**EXTRACT PROVIDED:**
RUN npm ci && npm run build
FROM node:20-alpine
WORKDIR /app
COPY --from=builder /app/dist ./dist
COPY --from=builder /app/node_modules ./node_modules
CMD ["node", "dist/server.js"]
Not cleaning up in the same layer
# Anti-pattern: Build artifacts persist
RUN apt-get update && apt-get install build-essential
# Better: Clean in same layer
RUN apt-get update && apt-get install -y build-essential \
&& rm -rf /var/lib/apt/lists/*
Copying too much
# Anti-pattern: Copies everything including .git, node_modules
COPY . .
# Better: Only copy necessary files
COPY package*.json ./
COPY src ./src
Container Execution Pitfalls
Running as root
# Anti-pattern: Running as root user
services:
web:
image: myapp:1.0.0
user: root
# Better: Run as non-root
services:
web:
image: myapp:1.0.0
user: "10001"

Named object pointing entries
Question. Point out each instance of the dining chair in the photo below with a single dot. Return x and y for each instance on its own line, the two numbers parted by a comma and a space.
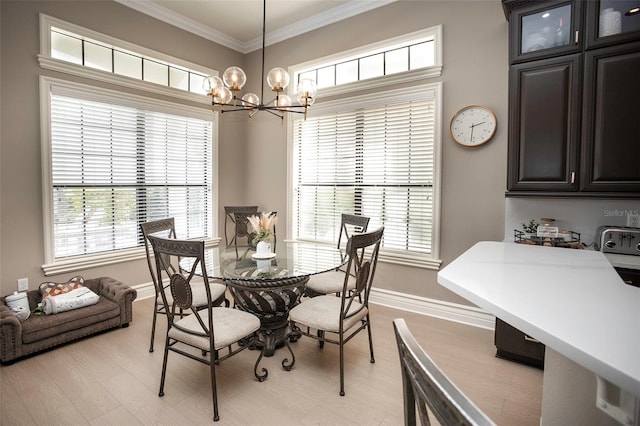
331, 282
230, 221
219, 332
166, 227
425, 386
337, 320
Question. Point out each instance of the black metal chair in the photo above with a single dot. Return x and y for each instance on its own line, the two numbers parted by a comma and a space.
219, 332
338, 319
331, 282
166, 228
426, 386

**YOUR TASKS:**
1) Using the Docker excerpt, answer each question briefly:
(a) Which base image does the FROM line specify?
(b) In the improved apt-get example, which path is removed within the same layer?
(c) What value is assigned to user in the non-root service example?
2) Shift every point in the rows by adding 118 to each x and y coordinate in the answers, then reproduce all the rows in full, requests included. Omit the pictures.
The Docker excerpt and the rows are independent of each other.

**PER-TASK OUTPUTS:**
1)
(a) node:20-alpine
(b) /var/lib/apt/lists/*
(c) "10001"

2)
Question. Point out each instance of the dining chair in the photo below with a single dot. Return x and y for each instance on its own line, the two numbers parted by a comma and a space.
449, 400
348, 339
337, 450
284, 345
543, 504
455, 438
Question. Point out each instance of the black metal chair in the photo above with a single dot. Return x and y for each instance on its own line, the two numbers parted by a comma and a space.
337, 450
456, 437
449, 400
284, 346
544, 504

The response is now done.